##### Source extract #####

Painting and Drawing : SAIC Announces Its Fall Line-Up Of Visiting Artists

CHICAGO—This fall, the School of the Art Institute of Chicago (SAIC), a global leader in art and design education, will host a distinguished lineup of visiting artists who exemplify the boundary-blurring nature of contemporary art. Beginning in September, SAIC’s Visiting Artists Program lecture series will feature a diverse group of artists including: contemporary painter Laura Owens, whose survey at the Whitney Museum of American Art will open this fall; SAIC alum and filmmaker Apichatpong Weerasethakul; Do Ho Suh, who is best known for his fabric sculptures that reconstruct the scale of his former homes; and fashion designer Gareth Pugh. The fall season kicks off on September 12.

This spring, SAIC will present the following visiting artists:

  • Laura Owens, SAIC’s 2017–18 Bill and Stephanie Sick Distinguished Visiting Professor, is internationally renowned for her innovative approaches to painting. She utilizes and combines techniques such as silk screening, intuitive painterly gestures, bright color fields, photorealism and the integration of appropriated imagery into any given project. Owens’ forthcoming survey at the Whitney Museum of American Art, New York, will open in November. Her work has been presented in exhibitions at the CCA Wattis Institute for Contemporary Arts, San Francisco (2016); Secession, Vienna (2015); Museum of Modern Art, New York (2014) and Museum of Contemporary Art, Los Angeles (2003), among other venues. As part of her visiting professorship, Owens will co-teach a course in SAIC’s Painting and Drawing department in the spring of 2018 with Associate Professors Scott and Tyson Reeder.

##### Given entries #####

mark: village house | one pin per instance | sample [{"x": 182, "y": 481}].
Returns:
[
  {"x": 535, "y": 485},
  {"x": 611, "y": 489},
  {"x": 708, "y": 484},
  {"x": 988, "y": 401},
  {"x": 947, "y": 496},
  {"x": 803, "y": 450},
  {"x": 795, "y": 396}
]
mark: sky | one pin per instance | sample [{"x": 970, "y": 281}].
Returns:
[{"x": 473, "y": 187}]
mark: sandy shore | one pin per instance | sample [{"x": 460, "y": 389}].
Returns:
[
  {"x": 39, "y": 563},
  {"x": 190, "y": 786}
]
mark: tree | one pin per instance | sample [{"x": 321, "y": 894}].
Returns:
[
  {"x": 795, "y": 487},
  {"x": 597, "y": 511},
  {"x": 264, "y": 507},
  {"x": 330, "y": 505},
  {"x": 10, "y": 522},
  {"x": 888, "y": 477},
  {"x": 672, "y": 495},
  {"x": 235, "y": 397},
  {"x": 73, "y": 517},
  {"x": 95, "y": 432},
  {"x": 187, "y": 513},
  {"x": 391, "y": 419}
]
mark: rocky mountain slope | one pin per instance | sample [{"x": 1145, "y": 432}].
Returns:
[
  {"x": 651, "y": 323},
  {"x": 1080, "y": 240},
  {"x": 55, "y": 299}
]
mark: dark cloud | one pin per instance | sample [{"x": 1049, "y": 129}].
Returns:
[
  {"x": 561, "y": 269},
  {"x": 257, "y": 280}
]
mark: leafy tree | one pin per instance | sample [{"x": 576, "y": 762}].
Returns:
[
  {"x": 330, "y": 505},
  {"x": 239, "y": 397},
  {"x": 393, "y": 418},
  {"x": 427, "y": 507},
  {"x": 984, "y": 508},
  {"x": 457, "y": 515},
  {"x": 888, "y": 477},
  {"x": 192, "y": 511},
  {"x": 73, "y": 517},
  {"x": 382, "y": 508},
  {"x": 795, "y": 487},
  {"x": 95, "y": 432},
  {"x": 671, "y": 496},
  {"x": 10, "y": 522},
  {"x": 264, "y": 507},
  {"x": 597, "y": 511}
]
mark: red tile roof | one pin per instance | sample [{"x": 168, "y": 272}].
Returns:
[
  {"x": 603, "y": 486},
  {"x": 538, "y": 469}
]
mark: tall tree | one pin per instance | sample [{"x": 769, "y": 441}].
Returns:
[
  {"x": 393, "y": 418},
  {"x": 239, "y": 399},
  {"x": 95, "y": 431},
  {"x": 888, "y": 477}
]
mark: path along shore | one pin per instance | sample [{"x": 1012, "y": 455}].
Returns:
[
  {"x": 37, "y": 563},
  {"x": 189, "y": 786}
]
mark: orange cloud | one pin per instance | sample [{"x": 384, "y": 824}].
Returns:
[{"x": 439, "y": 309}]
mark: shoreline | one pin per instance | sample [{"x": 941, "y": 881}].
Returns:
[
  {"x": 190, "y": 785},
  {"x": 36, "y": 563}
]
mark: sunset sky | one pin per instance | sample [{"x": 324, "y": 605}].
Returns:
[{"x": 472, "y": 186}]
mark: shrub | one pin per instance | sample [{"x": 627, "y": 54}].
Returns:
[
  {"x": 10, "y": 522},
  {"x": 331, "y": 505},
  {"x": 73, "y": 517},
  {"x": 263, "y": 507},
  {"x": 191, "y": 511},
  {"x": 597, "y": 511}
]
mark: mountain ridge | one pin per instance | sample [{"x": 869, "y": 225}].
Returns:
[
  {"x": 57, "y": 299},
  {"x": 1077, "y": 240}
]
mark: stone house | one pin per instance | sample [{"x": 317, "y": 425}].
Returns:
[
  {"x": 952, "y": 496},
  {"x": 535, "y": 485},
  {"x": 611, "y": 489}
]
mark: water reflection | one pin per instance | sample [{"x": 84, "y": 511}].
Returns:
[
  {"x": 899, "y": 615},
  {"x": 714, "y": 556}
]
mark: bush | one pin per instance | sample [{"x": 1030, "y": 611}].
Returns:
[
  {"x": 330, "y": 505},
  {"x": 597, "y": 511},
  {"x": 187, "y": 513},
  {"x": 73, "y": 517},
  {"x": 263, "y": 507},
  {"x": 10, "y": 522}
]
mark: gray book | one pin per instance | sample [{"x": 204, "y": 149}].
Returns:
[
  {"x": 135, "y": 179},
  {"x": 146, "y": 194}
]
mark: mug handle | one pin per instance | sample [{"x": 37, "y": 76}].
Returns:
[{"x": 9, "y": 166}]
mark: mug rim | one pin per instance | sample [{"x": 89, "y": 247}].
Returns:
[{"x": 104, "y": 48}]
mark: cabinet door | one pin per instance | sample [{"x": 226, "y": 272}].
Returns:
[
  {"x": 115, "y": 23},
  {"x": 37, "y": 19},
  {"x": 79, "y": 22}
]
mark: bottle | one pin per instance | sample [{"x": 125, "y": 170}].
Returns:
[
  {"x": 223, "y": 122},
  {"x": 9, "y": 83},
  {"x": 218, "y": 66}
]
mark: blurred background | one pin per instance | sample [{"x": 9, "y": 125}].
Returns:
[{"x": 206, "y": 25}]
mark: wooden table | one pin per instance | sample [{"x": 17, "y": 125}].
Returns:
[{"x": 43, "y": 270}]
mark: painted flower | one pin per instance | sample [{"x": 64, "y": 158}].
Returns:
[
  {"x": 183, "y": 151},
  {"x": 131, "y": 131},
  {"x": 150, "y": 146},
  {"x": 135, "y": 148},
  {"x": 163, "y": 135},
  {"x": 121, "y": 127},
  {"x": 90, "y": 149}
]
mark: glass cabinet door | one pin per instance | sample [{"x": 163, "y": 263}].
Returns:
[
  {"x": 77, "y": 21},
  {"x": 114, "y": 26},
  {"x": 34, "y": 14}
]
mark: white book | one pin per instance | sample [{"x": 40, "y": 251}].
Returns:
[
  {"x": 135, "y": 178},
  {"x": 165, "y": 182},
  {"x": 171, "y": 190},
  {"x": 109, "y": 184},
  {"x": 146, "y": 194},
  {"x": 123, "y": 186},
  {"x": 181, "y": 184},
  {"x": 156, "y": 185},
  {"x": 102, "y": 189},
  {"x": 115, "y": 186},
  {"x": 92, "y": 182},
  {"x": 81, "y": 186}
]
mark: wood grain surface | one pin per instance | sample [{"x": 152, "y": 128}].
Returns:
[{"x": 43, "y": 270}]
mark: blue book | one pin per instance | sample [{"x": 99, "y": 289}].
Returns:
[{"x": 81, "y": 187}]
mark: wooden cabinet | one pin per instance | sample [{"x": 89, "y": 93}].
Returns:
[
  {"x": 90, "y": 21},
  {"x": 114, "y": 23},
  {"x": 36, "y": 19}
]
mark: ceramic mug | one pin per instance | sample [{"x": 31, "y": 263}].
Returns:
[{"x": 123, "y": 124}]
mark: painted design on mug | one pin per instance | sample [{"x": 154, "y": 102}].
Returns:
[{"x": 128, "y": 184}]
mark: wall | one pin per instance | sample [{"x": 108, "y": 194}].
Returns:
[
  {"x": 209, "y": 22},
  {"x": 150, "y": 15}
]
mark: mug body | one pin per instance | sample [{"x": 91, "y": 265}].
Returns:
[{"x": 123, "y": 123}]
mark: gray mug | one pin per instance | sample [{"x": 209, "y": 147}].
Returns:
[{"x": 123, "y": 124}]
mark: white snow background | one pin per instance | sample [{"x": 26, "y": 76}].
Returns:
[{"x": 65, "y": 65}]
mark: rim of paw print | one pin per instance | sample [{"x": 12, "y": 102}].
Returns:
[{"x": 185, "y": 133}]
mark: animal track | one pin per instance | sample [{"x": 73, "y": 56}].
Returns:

#####

◆ Written task 1 ◆
Which artists does the SAIC announcement name for its fall Visiting Artists Program lecture series?
◆ Written task 2 ◆
Carry the SAIC announcement forward from its last sentence.
None of the items is needed here.

◆ Written response 1 ◆
Laura Owens, Apichatpong Weerasethakul, Do Ho Suh, Gareth Pugh

◆ Written response 2 ◆
  • Apichatpong Weerasethakul (MFA 1998, HON 2011) is an award-winning filmmaker and is recognized as one of the most original voices in contemporary cinema. Lyrical and often fascinatingly mysterious, his nonlinear films deal with memory and in subtle ways invoke personal politics and complex social issues. Working independently of Thailand’s commercial film industry, he devotes himself to promoting experimental and independent filmmaking. Weerasethakul’s six feature films, short films and installations have gained widespread international recognition and numerous awards, including the Cannes Palme d’Or in 2010 for Uncle Boonmee Who Can Recall His Past Lives. His Tropical Malady won the Cannes Competition Jury Prize in 2004 and Blissfully Yours won the Cannes Un Certain Regard Award in 2002. His survey exhibition Apichatpong Weerasethakul: The Serenity of Madness curated by Gridthiya Gaweewong (MA 1996) will be on view in SAIC’s Sullivan Galleries September 16–December 8.
  • Do Ho Suh works across various media, creating drawings, film and sculptural works that confront questions of home, physical space, displacement, memory, individuality and collectivity. Suh is best known for his fabric sculptures that reconstruct to scale his former homes in Korea, Rhode Island, Berlin, London and New York. Suh is interested in the malleability of space in both its physical and metaphorical forms and examines how the body relates to, inhabits and interacts with that space. In 2013 Do Ho Suh was named Wall Street Journal Magazine’s Innovator of the Year in Art. His work is featured in numerous international public and private collections, including the Museum of Modern Art, New York; Whitney Museum of American Art, New York; the Solomon R. Guggenheim Museum, New York; Los Angeles County Museum of Art; Walker Art Center, Minneapolis; Tate Modern, London; Leeum, Samsung Museum of Art, Seoul; Museum of Contemporary Art, Tokyo and Mori Art Museum, Tokyo.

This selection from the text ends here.